(Records excerpted from a collection)
--- BEGIN ---

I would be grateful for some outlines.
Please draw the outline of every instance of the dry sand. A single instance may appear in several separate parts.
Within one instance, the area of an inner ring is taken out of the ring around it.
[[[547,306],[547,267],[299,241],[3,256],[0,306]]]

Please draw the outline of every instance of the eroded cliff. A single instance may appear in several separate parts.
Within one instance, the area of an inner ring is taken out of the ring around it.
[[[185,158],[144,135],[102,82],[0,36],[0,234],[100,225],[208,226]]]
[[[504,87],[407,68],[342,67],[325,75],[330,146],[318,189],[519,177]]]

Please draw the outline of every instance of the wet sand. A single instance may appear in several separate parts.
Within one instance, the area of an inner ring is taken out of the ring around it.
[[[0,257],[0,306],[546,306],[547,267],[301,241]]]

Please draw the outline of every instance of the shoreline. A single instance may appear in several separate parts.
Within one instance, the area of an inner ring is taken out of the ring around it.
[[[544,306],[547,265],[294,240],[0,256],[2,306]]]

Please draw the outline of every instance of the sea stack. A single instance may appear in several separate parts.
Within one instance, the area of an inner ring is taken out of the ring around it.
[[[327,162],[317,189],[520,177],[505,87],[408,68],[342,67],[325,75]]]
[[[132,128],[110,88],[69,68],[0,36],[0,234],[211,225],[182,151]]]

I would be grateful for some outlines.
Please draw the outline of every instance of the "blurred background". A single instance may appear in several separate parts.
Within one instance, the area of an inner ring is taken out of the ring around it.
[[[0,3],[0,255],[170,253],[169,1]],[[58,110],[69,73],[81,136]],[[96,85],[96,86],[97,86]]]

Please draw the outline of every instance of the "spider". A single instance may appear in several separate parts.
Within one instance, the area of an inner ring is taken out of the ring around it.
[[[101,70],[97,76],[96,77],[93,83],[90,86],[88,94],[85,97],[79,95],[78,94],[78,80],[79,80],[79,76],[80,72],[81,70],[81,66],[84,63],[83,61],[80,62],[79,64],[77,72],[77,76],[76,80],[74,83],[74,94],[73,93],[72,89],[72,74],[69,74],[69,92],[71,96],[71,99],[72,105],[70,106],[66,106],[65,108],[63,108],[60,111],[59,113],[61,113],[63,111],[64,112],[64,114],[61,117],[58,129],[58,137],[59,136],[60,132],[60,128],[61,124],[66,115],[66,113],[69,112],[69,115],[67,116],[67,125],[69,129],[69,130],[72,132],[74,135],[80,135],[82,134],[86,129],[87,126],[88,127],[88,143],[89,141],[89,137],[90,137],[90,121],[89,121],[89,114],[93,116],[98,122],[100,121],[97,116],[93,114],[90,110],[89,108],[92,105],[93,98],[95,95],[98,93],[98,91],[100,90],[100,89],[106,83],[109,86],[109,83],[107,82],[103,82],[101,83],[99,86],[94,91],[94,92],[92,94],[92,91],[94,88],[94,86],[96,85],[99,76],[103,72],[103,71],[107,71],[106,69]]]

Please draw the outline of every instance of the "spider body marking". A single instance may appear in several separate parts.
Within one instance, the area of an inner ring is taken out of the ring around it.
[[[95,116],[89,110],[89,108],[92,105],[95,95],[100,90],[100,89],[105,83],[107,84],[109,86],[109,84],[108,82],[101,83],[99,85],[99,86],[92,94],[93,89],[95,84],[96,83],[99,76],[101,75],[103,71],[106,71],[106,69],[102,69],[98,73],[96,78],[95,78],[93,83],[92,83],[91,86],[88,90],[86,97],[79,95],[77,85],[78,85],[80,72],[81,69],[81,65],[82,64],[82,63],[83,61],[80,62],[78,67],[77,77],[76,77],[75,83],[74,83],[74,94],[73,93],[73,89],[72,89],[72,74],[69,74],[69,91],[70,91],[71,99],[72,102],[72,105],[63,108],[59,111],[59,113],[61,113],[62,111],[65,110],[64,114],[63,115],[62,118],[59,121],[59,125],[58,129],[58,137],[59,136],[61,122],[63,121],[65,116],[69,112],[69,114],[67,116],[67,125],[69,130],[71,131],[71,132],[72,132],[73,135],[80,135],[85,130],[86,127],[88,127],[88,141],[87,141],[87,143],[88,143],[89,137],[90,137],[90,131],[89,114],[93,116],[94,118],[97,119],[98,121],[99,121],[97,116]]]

--- END ---

#### [TASK DETAILS]
Copy out every line of the entries above, leaving each one unchanged.

#### [OUTPUT OF THE TASK]
I would be grateful for some outlines.
Please draw the outline of every instance of the dry sand. A single instance may appear in several separate parts.
Within one instance, the area of an inner ring is taken out of the ring around it.
[[[547,306],[547,267],[299,241],[3,256],[0,306]]]

Please draw the outline of every instance of the eroded cliff. A single instance may appear in several separate parts.
Within one instance, the area of an inner ring is taken out of the ring around it.
[[[185,158],[144,135],[102,82],[0,36],[0,234],[100,225],[208,226]]]
[[[504,87],[407,68],[342,67],[325,75],[330,146],[318,189],[519,177]]]

Please draw the outline of every instance of the wet sand. A single instance may appear in several separate parts.
Within one instance, the area of an inner ring is taken out of the ring around it.
[[[0,257],[0,306],[546,306],[547,267],[301,241]]]

Please draw the outline of every instance of the shoreline. A single instance may appear in several separate parts.
Within one instance, the area of an inner ring is taken out of the ring around it.
[[[544,306],[547,265],[294,240],[0,256],[2,306]]]

Please draw the outline of every instance of the sea stack. A single instance may appear in several separate parts.
Within one instance, the area of an inner ring is taken out of the ring around it.
[[[327,162],[317,189],[520,177],[505,87],[408,68],[342,67],[325,75]]]
[[[132,128],[110,88],[69,68],[0,36],[0,234],[211,225],[182,151]]]

I would be grateful for some outlines.
Please draw the outline of every instance of the "blurred background". A single instance may appear in several separate parts.
Within one instance, the area of an inner ring is taken out of the ring around it.
[[[0,3],[0,255],[170,253],[169,1]],[[58,110],[69,73],[81,136]],[[96,85],[96,86],[97,86]]]

Please draw the outline of every instance of the "spider". A single instance may appear in several separate parts.
Within one instance, the area of an inner ring is taken out of the ring around it.
[[[101,70],[97,76],[96,77],[93,83],[90,86],[88,94],[85,97],[79,95],[78,94],[78,80],[79,80],[79,76],[80,72],[81,70],[81,66],[84,63],[83,61],[80,62],[79,64],[77,72],[77,76],[76,80],[74,83],[74,94],[73,93],[72,89],[72,74],[69,74],[69,92],[71,96],[71,99],[72,105],[70,106],[66,106],[65,108],[63,108],[60,111],[59,113],[61,113],[63,111],[64,112],[64,114],[61,117],[58,129],[58,137],[59,136],[60,132],[60,128],[61,124],[66,115],[66,113],[69,112],[69,115],[67,116],[67,125],[69,129],[69,130],[72,132],[74,135],[80,135],[82,134],[86,129],[87,126],[88,127],[88,143],[89,141],[89,137],[90,137],[90,121],[89,121],[89,114],[93,116],[98,122],[100,121],[97,116],[93,114],[90,110],[89,108],[92,105],[93,98],[95,95],[98,93],[98,91],[100,90],[100,89],[106,83],[109,86],[109,83],[107,82],[103,82],[101,83],[99,86],[94,91],[94,92],[92,94],[92,91],[94,88],[94,86],[96,85],[99,76],[103,72],[103,71],[107,71],[106,69]]]

Please draw the outline of every instance of the "spider body marking". A single instance may appear in several separate parts.
Within one instance, the area of an inner ring is taken out of the ring around it.
[[[95,116],[89,110],[89,108],[92,105],[95,95],[100,90],[100,89],[105,83],[107,84],[109,86],[109,84],[108,82],[101,83],[99,85],[99,86],[92,94],[93,89],[95,84],[96,83],[99,76],[101,75],[103,71],[106,71],[106,69],[102,69],[98,73],[96,78],[95,78],[93,83],[92,83],[91,86],[88,90],[86,97],[79,95],[77,85],[78,85],[80,72],[81,69],[81,65],[82,64],[82,63],[83,61],[80,62],[78,67],[77,77],[76,77],[75,83],[74,83],[74,94],[73,93],[73,89],[72,89],[72,74],[69,74],[69,91],[70,91],[71,99],[72,102],[72,105],[63,108],[59,111],[59,113],[61,113],[62,111],[65,110],[64,114],[63,115],[62,118],[59,121],[59,125],[58,129],[58,137],[59,136],[61,122],[63,121],[65,116],[69,112],[69,114],[67,116],[67,125],[69,130],[71,131],[71,132],[72,132],[73,135],[80,135],[85,130],[86,127],[88,127],[88,141],[87,141],[87,143],[88,143],[89,137],[90,137],[90,131],[89,114],[93,116],[94,118],[97,119],[98,121],[99,121],[97,116]]]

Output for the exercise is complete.